> **DOCUMENT PASSAGE**
Jeff Hancock, associate professor of communication and information science, was always skeptical of the assumptions surrounding instant messaging.
“People assumed that writing in text was emotion-less and cold. I started thinking why do we read novels and Shakespeare? Its very clear words can express emotions so I wanted to check this assumption. That led to our paper, looking at detection, seeing if someone can detect if someone is happy or sad through text, and then we did a follow up study,” Hancock said.
Working with Kevin Ciaccio ’06, Kailyn Gee ’07, and Jennifer Mae-Hwah Lin ’07, Hancock gathered 44 participants and paired them up.
One of the people in the twosome listened to sad music, watched a scene from the emotional movie Sophie’s Choice and worked on difficult anagrams, which incited frustration in participants.
The other person listened to happier music, watched a scene from Before Sunrise and did easier anagrams, which instilled more confidence in the participant.
Each pair of people was told to talk via instant messaging and had two tasks to complete. First they had to find something in common with each other to would establish a shared common ground for more effective communication. Then the participants were told to talk about something worrying them.
“We found that the happier people talked more. They tended to use more exclamation points and dot-dot-dots. They were more expressive. The sad people tended to use more negative emotion words, which leaped out as a leakage cue. They didn’t mean to say sad anxiety words but they just leaked out because they were feeling it,” Hancock explained.
Harry Segal, a senior lecturer in psychology, agreed that the perceptiveness of the human mind could pick up on these very small cues.
“If you then limit these subtleties to text then all you have are the words on the page. Nevertheless the sequence of the words, the syntax and the vocabulary choices can be very evocative and people can fall in love with this. I have great faith in the power of written language to be evocative,” Segal said.
After the conversations, Hancock asked the initially happier people how they were feeling. The happier people actually ended up feeling sadder, Hancock explained, after they talked to the sadder people. The emotions were contagious, and this was happening through text only.
Jackie Faneuil ’10 is a self-proclaimed huge fan of both instant messaging and texting.
“I instant message and text my friends all day long. I can ask and tell if someone is having a bad day just by the way they punctuate, their word choices or even how long it takes them to respond,” Faneuil said.
Faneuil also agreed that friends can be very in tune with each others’ emotions, and that when talking to specific friends through these text mechanisms, she can sense and be affected by their feelings.
Hancock further found that there were three aspects to instant messaging that made it a form of honest communication, which would lead to the susceptibility of these emotions being contagious.
“The reason instant messaging is honest is because people are frequently very open when they are interacting in text and less self-aware of how they are coming across. People are also more honest because a record is logged,” Hancock said.
This, combined with the extra few seconds people have when constructing appropriate responses, as opposed to spur of the moment lies, makes instant messaging a more honest form of communication.
Hancock believes these assumptions could probably be linked to texting as well, although he has yet to conduct a study specifically on cell phone texting.
“I think people are more open and willing to say things when it’s not face-to-face. Building a relationship is about being open and saying what you feel, so if you can do that through I.M.’ing or texting, then I think you can build relationships,” Faneuil said.
Unfortunately Segal recognized that there are areas for miscommunication when it is not face-to-face.
“It can go off in a direction that neither person intends, because there is no tone of voice that intends this as a joke,” Segal said.

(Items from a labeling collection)

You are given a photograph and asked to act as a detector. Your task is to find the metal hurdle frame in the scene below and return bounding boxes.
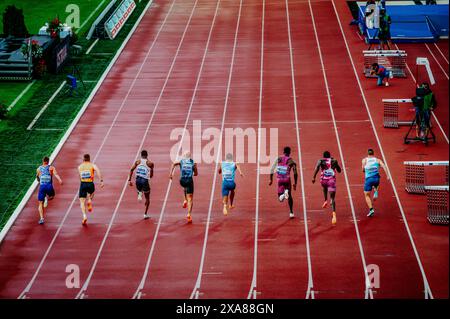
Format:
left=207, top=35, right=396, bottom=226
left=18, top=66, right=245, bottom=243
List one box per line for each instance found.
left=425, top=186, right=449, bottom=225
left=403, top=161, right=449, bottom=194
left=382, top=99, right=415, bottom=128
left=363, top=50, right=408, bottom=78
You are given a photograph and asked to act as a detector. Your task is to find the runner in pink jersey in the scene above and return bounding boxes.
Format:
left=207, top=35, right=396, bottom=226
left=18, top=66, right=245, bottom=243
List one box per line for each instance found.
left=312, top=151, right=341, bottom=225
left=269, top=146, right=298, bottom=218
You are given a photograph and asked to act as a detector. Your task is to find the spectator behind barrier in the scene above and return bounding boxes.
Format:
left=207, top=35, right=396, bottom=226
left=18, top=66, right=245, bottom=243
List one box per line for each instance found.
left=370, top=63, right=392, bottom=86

==

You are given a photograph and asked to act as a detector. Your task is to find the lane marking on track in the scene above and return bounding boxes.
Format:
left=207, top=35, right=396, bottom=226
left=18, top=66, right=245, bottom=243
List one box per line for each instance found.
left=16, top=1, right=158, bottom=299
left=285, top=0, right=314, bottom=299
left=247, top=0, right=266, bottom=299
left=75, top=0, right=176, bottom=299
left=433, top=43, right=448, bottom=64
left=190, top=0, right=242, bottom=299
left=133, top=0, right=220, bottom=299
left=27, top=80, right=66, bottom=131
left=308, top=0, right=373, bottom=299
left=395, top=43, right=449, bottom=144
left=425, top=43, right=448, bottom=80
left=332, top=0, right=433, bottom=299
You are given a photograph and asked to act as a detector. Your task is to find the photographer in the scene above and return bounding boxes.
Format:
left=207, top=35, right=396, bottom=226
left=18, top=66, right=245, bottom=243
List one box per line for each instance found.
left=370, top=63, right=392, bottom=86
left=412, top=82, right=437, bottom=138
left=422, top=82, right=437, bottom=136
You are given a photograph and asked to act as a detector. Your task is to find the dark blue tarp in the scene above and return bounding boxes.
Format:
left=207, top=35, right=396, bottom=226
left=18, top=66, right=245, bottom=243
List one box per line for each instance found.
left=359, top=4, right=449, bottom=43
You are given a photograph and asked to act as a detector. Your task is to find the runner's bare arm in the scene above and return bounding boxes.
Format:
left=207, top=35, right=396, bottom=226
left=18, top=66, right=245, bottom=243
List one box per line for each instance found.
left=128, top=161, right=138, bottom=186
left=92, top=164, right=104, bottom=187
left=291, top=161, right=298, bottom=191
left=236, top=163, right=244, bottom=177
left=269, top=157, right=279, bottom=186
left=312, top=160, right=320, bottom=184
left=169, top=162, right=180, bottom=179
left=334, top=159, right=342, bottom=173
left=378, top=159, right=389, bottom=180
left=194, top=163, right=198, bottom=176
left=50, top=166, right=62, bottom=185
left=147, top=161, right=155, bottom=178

> **TO BE DONE**
- a) Can you restate the paragraph beginning "After the conversations, Hancock asked" in the instant messaging article as a short list that keeps its main facts?
- b) Would you repeat everything in the instant messaging article from "Faneuil also agreed" down to "form of communication.", word for word?
None of this data has any bearing on what is asked here.

> **SOLUTIONS TO EACH TASK**
- a)
- After the conversations, Hancock asked the initially happier participants how they felt.
- They had become sadder after talking with the sadder participants.
- The emotions were contagious, and this happened through text alone.

- b)
Faneuil also agreed that friends can be very in tune with each others’ emotions, and that when talking to specific friends through these text mechanisms, she can sense and be affected by their feelings.
Hancock further found that there were three aspects to instant messaging that made it a form of honest communication, which would lead to the susceptibility of these emotions being contagious.
“The reason instant messaging is honest is because people are frequently very open when they are interacting in text and less self-aware of how they are coming across. People are also more honest because a record is logged,” Hancock said.
This, combined with the extra few seconds people have when constructing appropriate responses, as opposed to spur of the moment lies, makes instant messaging a more honest form of communication.